SUPPLIED RECORDS below:

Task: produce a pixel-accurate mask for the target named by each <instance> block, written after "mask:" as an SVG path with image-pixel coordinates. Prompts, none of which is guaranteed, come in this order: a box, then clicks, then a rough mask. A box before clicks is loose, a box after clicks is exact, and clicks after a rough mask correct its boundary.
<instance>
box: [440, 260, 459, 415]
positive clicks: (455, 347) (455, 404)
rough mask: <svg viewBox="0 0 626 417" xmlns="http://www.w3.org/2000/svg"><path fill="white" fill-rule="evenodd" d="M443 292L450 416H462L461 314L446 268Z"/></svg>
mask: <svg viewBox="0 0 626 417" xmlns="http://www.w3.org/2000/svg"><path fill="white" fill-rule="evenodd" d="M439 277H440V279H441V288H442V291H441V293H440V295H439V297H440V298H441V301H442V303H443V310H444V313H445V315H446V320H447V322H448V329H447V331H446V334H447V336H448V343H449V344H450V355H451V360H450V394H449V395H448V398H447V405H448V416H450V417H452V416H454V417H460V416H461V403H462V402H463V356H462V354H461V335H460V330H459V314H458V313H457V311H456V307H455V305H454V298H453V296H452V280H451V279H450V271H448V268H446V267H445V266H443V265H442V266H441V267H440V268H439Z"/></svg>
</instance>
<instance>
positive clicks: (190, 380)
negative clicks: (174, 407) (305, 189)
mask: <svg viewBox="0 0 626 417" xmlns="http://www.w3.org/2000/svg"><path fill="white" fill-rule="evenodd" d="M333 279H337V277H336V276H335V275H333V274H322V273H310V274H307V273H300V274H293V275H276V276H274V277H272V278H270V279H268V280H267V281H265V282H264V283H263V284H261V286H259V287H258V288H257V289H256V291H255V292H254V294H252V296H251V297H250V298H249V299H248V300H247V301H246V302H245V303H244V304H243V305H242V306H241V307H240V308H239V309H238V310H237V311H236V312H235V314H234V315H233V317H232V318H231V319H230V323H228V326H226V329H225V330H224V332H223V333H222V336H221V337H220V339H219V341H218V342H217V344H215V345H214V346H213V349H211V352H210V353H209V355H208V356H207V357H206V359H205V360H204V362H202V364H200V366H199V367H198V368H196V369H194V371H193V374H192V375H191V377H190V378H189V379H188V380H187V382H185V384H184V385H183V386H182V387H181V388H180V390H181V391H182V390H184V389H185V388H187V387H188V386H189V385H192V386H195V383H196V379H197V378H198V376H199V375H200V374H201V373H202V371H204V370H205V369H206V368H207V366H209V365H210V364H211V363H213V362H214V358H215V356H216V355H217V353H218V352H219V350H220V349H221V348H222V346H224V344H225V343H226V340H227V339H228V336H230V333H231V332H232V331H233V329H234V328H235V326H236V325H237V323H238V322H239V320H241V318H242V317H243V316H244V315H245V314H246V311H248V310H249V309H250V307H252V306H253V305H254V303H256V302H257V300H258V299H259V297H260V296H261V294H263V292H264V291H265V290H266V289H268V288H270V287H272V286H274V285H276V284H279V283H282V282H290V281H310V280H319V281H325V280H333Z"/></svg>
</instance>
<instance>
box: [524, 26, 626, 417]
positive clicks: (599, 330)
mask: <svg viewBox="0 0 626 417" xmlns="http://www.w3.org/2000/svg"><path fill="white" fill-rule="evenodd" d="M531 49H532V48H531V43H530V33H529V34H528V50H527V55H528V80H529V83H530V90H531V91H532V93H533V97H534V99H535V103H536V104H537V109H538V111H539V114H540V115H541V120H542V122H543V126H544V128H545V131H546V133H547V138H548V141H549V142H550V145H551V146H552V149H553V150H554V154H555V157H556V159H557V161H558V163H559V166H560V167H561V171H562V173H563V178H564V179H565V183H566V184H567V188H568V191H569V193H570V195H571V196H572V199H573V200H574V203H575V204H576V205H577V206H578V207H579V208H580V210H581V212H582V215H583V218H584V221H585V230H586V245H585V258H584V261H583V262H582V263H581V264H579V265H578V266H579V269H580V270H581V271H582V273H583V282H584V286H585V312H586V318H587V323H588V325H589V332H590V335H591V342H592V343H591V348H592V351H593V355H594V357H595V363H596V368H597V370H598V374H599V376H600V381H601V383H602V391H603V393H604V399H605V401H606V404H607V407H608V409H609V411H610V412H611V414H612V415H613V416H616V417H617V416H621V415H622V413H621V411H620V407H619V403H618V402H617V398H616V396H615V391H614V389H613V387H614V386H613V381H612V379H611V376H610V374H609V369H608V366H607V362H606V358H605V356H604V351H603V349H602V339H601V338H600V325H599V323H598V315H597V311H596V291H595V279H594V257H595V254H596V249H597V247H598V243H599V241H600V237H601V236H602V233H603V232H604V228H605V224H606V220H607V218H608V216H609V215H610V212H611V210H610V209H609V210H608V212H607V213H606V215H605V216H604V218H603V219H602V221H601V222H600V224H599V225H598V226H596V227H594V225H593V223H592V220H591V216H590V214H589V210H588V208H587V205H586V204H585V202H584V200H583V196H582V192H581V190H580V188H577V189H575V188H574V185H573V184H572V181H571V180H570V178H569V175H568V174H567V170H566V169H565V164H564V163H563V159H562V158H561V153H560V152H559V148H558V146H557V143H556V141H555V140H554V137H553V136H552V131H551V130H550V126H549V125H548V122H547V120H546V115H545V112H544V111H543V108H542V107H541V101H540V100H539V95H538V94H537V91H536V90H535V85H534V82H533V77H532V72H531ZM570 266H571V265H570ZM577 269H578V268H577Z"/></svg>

End of SUPPLIED RECORDS.

— WHAT YOU ARE ASKED TO DO —
Which lines of the listing above contain the string "clicks", matched with case counting? Collect every such line in full.

— SOLUTION FOR THIS PROBLEM —
Task: produce a pixel-accurate mask for the target named by each <instance> block, written after "mask:" as an SVG path with image-pixel coordinates. Prompts, none of which is guaranteed, come in this order: a box, then clicks, then a rough mask. A box before clicks is loose, a box after clicks is exact, and clicks after a rough mask correct its boundary.
positive clicks: (455, 347) (455, 404)
positive clicks: (190, 380)
negative clicks: (174, 407) (305, 189)
positive clicks: (599, 330)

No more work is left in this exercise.